-- begin Data section --
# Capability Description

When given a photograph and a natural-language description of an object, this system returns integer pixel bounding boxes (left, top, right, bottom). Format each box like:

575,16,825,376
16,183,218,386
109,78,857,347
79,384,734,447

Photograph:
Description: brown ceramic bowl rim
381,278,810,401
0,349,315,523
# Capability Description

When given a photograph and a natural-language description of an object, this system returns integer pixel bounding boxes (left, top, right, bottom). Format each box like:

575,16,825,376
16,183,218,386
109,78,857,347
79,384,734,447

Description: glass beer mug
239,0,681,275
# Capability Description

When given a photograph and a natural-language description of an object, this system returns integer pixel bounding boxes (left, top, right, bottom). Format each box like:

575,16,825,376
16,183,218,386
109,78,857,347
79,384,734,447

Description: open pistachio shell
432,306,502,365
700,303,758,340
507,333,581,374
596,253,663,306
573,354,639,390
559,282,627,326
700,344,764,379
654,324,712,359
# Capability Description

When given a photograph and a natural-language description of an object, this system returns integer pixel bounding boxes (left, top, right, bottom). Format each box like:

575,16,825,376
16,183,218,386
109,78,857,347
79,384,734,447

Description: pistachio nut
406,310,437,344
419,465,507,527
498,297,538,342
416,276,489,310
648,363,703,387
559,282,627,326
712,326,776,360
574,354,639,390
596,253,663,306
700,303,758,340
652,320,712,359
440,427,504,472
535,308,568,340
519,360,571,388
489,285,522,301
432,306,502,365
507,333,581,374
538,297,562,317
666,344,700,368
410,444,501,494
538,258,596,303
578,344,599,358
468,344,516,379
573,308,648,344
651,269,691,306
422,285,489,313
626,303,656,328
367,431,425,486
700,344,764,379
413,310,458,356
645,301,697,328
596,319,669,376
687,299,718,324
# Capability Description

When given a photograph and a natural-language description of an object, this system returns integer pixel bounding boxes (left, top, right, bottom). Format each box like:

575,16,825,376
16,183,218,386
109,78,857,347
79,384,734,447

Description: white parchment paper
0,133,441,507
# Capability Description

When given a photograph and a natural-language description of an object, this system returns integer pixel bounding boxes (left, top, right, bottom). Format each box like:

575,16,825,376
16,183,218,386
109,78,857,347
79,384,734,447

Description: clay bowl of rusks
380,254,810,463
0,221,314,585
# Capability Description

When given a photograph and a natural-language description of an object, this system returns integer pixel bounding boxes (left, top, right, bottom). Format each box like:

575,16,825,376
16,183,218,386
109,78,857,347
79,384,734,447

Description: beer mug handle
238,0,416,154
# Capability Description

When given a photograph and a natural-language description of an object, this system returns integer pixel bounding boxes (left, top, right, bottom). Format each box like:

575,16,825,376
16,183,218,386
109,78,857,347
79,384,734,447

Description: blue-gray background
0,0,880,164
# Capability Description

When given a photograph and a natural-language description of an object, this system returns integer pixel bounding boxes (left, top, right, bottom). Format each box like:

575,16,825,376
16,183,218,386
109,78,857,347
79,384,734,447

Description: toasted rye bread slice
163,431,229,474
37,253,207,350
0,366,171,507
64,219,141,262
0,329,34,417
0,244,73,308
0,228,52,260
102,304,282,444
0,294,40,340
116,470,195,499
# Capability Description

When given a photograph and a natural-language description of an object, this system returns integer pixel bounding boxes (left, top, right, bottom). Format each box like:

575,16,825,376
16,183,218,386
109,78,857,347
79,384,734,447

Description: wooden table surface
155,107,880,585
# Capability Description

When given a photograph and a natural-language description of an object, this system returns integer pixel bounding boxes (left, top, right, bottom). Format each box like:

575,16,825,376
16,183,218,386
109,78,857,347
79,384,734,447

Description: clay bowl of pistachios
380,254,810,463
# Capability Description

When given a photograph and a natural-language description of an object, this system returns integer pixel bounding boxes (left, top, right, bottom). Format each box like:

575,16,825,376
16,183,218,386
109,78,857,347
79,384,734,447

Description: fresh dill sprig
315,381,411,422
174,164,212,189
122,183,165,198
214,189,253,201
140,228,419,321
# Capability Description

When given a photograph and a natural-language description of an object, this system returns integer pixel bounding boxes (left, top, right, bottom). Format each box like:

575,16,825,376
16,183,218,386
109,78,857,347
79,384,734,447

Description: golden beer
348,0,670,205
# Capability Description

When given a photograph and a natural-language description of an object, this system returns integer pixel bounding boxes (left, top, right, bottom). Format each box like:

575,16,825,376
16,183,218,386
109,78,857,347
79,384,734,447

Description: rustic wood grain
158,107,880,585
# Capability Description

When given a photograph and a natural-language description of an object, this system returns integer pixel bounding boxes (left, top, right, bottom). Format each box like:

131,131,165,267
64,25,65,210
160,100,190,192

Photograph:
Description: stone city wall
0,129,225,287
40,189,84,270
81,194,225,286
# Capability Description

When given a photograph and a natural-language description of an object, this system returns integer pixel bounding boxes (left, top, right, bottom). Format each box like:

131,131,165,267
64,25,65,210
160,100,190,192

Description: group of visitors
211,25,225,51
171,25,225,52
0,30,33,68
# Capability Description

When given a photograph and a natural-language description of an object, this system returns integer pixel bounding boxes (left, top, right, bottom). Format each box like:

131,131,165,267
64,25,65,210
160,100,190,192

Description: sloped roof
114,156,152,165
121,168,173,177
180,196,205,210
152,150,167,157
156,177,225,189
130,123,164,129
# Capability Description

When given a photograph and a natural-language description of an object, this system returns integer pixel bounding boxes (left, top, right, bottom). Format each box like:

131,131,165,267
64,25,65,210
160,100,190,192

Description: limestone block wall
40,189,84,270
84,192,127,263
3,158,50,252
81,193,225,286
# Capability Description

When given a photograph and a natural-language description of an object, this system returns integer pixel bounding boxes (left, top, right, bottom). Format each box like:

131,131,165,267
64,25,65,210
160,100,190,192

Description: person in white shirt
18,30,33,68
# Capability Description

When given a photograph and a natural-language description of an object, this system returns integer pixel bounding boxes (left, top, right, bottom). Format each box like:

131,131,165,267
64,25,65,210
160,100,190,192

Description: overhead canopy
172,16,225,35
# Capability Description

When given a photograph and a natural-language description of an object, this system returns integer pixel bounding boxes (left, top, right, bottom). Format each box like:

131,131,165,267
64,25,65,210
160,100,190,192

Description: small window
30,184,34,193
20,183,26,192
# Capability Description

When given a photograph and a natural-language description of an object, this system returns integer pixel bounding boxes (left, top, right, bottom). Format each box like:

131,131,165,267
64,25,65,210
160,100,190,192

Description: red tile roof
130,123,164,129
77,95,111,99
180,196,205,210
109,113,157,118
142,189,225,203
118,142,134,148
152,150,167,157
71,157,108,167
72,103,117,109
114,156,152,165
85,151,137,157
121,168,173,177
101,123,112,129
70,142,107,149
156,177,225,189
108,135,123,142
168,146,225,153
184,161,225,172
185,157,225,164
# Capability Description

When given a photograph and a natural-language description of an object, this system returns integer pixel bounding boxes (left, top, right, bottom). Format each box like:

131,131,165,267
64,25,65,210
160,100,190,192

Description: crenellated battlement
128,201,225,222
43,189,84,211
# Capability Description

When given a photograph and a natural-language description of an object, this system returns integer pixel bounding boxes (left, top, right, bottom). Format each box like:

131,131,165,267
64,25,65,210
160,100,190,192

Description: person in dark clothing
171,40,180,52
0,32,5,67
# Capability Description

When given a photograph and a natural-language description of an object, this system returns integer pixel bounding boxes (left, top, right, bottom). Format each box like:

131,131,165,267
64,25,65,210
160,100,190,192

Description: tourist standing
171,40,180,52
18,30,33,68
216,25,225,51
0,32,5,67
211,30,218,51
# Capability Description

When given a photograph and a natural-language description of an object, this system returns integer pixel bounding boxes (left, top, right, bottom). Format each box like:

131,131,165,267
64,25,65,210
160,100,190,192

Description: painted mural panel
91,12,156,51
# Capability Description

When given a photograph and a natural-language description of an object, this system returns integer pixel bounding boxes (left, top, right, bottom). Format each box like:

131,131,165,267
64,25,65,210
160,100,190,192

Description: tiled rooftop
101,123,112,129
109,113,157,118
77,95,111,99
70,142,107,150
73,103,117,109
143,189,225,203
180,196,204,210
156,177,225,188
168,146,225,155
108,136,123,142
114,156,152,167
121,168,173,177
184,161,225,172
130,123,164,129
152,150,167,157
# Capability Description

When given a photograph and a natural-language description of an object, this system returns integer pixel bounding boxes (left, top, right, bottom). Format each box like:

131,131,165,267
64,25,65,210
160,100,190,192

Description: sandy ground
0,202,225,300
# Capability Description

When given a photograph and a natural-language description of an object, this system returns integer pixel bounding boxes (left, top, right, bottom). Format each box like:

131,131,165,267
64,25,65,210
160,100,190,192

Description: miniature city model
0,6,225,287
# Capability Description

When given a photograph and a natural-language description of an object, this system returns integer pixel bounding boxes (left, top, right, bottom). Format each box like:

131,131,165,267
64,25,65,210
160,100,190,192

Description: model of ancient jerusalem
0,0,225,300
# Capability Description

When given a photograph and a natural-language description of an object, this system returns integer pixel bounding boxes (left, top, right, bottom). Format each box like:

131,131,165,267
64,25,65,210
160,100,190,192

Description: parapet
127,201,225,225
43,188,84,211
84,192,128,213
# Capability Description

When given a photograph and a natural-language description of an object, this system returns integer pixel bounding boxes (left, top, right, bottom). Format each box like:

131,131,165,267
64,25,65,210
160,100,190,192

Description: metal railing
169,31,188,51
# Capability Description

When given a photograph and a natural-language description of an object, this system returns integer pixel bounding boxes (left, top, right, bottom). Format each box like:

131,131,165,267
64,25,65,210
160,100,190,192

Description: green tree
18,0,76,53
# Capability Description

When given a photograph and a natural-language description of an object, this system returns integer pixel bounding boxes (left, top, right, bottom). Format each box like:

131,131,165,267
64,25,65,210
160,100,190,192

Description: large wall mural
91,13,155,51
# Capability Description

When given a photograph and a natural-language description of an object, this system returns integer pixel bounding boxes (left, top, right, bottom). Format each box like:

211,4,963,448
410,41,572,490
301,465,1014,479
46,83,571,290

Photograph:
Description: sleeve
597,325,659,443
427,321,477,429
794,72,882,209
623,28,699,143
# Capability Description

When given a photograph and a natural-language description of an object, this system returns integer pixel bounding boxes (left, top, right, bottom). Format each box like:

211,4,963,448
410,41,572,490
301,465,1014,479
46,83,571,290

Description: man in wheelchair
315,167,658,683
-- end Data section --
**Your task**
Rewrite the data as a Markdown table with the columns Row and Line, starting at the first line and ending at the line containing "0,349,315,523", both included. Number each row and leave out blank lines.

**Answer to the problem**
| Row | Line |
|---|---|
| 1 | # Capability Description |
| 2 | When given a photograph and a natural-language description of an object, this system returns integer pixel bounding boxes (left, top, right, bottom). Format each box like: |
| 3 | 575,16,825,376 |
| 4 | 16,183,218,386 |
| 5 | 109,78,857,347 |
| 6 | 79,384,734,447 |
| 7 | Photograph: |
| 8 | Description: brown ceramic bowl rim |
| 9 | 381,278,810,401 |
| 10 | 0,349,315,523 |